Texto de referencia:
________________
Parecía la consolidación de muchas aspiraciones. Setenta y seis crímenes dolosos en treinta días es mucho más de lo que ocurre en un estado normal, pero éste no lo es. Se trata de la sede de varios de los más buscados y más violentos narcos del país, con presencia e influencia internacional, de modo que podía decirse que estaba barato.
Sólo que como en las dietas, en mayo vino el rebote y registró un cincuenta por ciento más de lo que pasó en abril.
El gobernador Mario López Valdez reconoció la tendencia y la explicó: estábamos esperando que ocurriera algo así desde la detención de Joaquín Guzmán. Los reacomodos en los cárteles siempre traen secuelas de este tipo, pero le vamos a hacer frente, no vamos a permitir que se nos salga de control, dijo el mandatario.
Aquí es donde se advierte la debilidad de las instituciones. La dinámica de la seguridad o de la inseguridad está dictada por el activismo de la delincuencia y no por los mecanismos de control del estado. En los periodos de baja delictiva se puede hablar, en el mejor de los casos, de disuasión, pero no de avances en el combate al crimen organizado, cuyas agrupaciones o corrientes delictivas aparecen intactas apenas conviene a sus intereses, o apenas ven un resquicio para hacerlo. Y lo hacen con fuerza o con desenfado tales, que no les importa enfrentar o atacar a comandos militares, que en otros tiempos imponían el miedo suficiente como para que la célula se pusiese en fuga.
Por supuesto, ni los grupos delictivos han sido desmembrados, ni los delincuentes han sido sancionados, especialmente cuando se trata de asesinatos. La baja de efectividad del ministerio público en ese renglón sigue siendo dramática. Tanto, que irradia a otras acciones donde sí hay capacidad de respuesta, como el combate a los secuestros, que se siguen intentando a pesar de que todos los casos denunciados son solucionados sin daños físicos o económicos para la víctima. Es la percepción, que trabaja en contra de las autoridades.
MIENTE CARLOS GARDEL, SOBRE
TODO CUANDO SE LE DUPLICA
En 1974, cuando Abraham García Ibarra regresó a Sinaloa con la idea de revivir las viejas glorias de El Correo de la Tarde, convocó a quien se interesara en participar en cursillos gratuitos de periodismo, que se impartirían a partir del tres de junio de ese año, en el local de la avenida Alemán, casi esquina con Carvajal.
Ese lunes tres de junio estuvimos puntuales varios interesados, todos desconocidos entre sí.
Abraham García Ibarra y Francisco Lizárraga Ochoa nos recibieron con la advertencia de que aquello era en serio. Tanto, que la base del cursillo, como ellos le llamaron, era el plan de estudios de la carrera de comunicación de la Escuela Carlos Septién.
________________
Datos proporcionados:

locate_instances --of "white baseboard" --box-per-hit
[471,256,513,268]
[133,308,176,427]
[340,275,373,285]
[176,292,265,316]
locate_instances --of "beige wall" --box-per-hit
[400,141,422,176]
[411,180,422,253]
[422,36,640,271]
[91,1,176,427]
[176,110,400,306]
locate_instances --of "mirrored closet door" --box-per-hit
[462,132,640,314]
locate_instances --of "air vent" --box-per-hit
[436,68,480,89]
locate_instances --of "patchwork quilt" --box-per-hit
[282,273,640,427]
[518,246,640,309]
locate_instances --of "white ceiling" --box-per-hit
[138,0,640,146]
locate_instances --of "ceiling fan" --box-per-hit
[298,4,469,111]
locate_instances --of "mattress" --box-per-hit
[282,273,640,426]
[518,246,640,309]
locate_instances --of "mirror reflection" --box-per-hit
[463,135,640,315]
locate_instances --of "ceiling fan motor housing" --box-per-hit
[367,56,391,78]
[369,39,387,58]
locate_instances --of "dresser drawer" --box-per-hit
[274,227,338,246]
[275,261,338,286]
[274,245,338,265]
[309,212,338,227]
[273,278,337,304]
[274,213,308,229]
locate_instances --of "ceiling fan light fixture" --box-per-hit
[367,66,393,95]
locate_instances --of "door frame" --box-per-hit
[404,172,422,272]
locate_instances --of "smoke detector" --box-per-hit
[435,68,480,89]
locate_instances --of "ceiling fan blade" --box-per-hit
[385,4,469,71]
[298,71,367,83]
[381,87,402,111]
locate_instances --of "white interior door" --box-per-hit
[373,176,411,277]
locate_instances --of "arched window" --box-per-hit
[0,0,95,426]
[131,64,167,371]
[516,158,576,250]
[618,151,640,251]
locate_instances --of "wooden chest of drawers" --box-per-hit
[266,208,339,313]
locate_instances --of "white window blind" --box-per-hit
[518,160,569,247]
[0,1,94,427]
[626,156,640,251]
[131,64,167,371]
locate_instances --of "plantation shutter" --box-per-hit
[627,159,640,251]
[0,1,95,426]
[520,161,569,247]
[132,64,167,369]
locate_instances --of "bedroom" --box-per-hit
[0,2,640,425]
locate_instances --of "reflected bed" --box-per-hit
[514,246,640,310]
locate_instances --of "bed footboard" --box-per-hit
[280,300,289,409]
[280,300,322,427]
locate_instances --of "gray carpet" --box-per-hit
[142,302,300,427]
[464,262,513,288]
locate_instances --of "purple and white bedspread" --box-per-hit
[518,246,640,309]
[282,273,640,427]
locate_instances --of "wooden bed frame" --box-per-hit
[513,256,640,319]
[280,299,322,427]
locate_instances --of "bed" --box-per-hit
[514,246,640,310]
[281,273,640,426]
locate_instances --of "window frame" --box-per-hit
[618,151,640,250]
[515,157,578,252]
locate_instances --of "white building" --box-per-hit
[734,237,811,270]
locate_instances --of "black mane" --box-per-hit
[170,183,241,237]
________________
Solicitud A:
Resume en dos oraciones el texto sobre Sinaloa.
Solicitud B:
Escribe la continuación del texto sobre Sinaloa a partir de su última oración.
El material procede de otra fuente.

Respuesta redactada A:
Después de setenta y seis crímenes dolosos en treinta días, en mayo se registró un cincuenta por ciento más que en abril, y el gobernador Mario López Valdez lo atribuyó a los reacomodos de los cárteles tras la detención de Joaquín Guzmán; el texto sostiene que la dinámica de la inseguridad la dicta la delincuencia, que los grupos delictivos no han sido desmembrados y que la baja efectividad del ministerio público en los asesinatos sigue siendo dramática. Luego relata que en 1974 Abraham García Ibarra convocó a cursillos gratuitos de periodismo que arrancaron el lunes tres de junio, donde él y Francisco Lizárraga Ochoa tomaron como base el plan de estudios de la carrera de comunicación de la Escuela Carlos Septién.

Respuesta redactada B:
Entre otros estuvimos ahí Héctor Benjamín Quintero Moreno, ya veterano militante de la izquierda; Marcos Luna Chavira, después dirigente obrero en la construcción, de absoluta honestidad y combatividad, Luis Romero, maestro de música, Jorge González Cardozo, noticierista, Francisca Castañeda Zamudio, entusiasta y decidida, hoy abogada; y yo, entre otros que desertaron pronto.
Paquita y yo fuimos los únicos que empezamos a reportear casi de inmediato, aunque Quintero se quedó en corrección de pruebas, como cazador implacable de faltas de ortografía y errores de dedo. No había fallas de redacción porque en el linotipo estaba uno de los más puristas y acuciosos vigilantes del idioma: Don Venancio Sánchez Ávalos, quien encabezaba el trabajo del taller, con su compadre Jorge Osuna, El Chato, y don Lorenzo. Prensista el primero y liniero el segundo, que conocían la prensa y los chibaletes como las palmas de sus manos.
Ahí llegaron más tarde personajes como Rafael Franco Zazueta, Sergio Cevallos Huerta, Manuel Burgueño Orduño, Octavio Osuna García, Wilfrido Elenes, Blanche Petrich, Víctor Cázares, Luis Albarrán, Jesús Medina Zamudio, Rafael Reyes Nájera, todos ellos con gran generosidad para el adolescente que empezaba a conocer con asombro el mundo de la información y puede decirse que el mundo en general.
Cuarenta años desde entonces. Tiempos difíciles aquellos en que el respaldo inquebrantable de la familia permitió sortear las presiones que absorbieron mis padres, gente modesta y ajena a la que llegaron algunos políticos a quejarse por la línea del periódico donde trabajaba “el muchacho”, “tan joven y que lo vayan a influenciar”. La preocupación de mi abuelo Isidro, expresada en su mejor argumento: -al cabo hijo ¿quién va a poder con el gobierno? ¿No te acuerdas de Vasconcelos, que parecía que ganaba y no lo dejaron?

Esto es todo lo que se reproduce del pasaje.